• Given request
Retype all of the material below, keeping every line and character unchanged.

--- START Data shown ---

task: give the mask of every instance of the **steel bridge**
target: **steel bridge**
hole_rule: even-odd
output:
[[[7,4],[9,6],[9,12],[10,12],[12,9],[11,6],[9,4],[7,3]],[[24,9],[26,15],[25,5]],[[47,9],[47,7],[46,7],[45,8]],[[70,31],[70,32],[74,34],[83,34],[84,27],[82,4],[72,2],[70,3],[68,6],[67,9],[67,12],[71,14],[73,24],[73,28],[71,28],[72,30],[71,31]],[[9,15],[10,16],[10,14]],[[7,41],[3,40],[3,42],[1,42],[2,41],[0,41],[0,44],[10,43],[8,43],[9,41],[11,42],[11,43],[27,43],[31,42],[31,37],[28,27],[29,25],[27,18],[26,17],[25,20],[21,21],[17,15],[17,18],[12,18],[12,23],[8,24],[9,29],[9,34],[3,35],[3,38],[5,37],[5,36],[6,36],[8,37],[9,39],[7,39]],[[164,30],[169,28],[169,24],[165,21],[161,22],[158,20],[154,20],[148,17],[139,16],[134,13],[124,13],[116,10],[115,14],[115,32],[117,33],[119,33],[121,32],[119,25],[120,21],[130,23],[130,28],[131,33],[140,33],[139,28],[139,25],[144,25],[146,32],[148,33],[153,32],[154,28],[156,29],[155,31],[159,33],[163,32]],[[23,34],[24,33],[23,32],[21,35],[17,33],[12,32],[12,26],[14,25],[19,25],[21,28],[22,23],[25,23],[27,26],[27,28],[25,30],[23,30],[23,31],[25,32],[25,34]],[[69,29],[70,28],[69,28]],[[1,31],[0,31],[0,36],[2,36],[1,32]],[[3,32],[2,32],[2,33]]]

--- END Data shown ---

• Answer to this problem
task: give the mask of every instance of the **steel bridge**
target: **steel bridge**
hole_rule: even-odd
output:
[[[7,4],[9,6],[9,12],[10,12],[12,9],[11,6],[9,4],[7,3]],[[24,9],[26,15],[25,5]],[[47,9],[47,7],[46,7],[45,8]],[[70,31],[70,32],[74,34],[83,34],[84,27],[82,4],[72,2],[70,3],[68,6],[67,9],[67,12],[71,14],[73,24],[73,28],[71,28],[72,30],[71,31]],[[9,15],[10,16],[10,14]],[[7,41],[3,40],[3,42],[1,42],[2,41],[0,41],[0,44],[10,43],[8,43],[9,41],[11,42],[11,43],[27,43],[31,42],[31,37],[28,27],[29,25],[27,18],[26,17],[25,20],[21,21],[17,15],[17,18],[12,18],[12,23],[8,24],[9,29],[9,34],[3,35],[3,38],[5,37],[5,36],[6,36],[8,37],[9,39],[7,39]],[[164,30],[169,28],[169,24],[165,21],[161,22],[158,20],[154,20],[148,17],[139,16],[134,13],[124,13],[116,10],[115,14],[115,32],[117,33],[119,33],[121,32],[119,25],[120,21],[130,23],[130,28],[131,33],[140,33],[139,28],[139,25],[144,25],[146,32],[148,33],[153,32],[154,28],[156,29],[155,31],[159,33],[163,32]],[[23,34],[24,33],[23,32],[21,35],[17,33],[12,32],[12,26],[14,25],[19,25],[21,28],[22,23],[25,23],[27,26],[27,28],[25,30],[23,30],[23,31],[25,32],[25,34]],[[69,29],[70,28],[69,28]],[[1,31],[0,31],[0,36],[2,36],[1,32]],[[3,32],[2,32],[2,33]]]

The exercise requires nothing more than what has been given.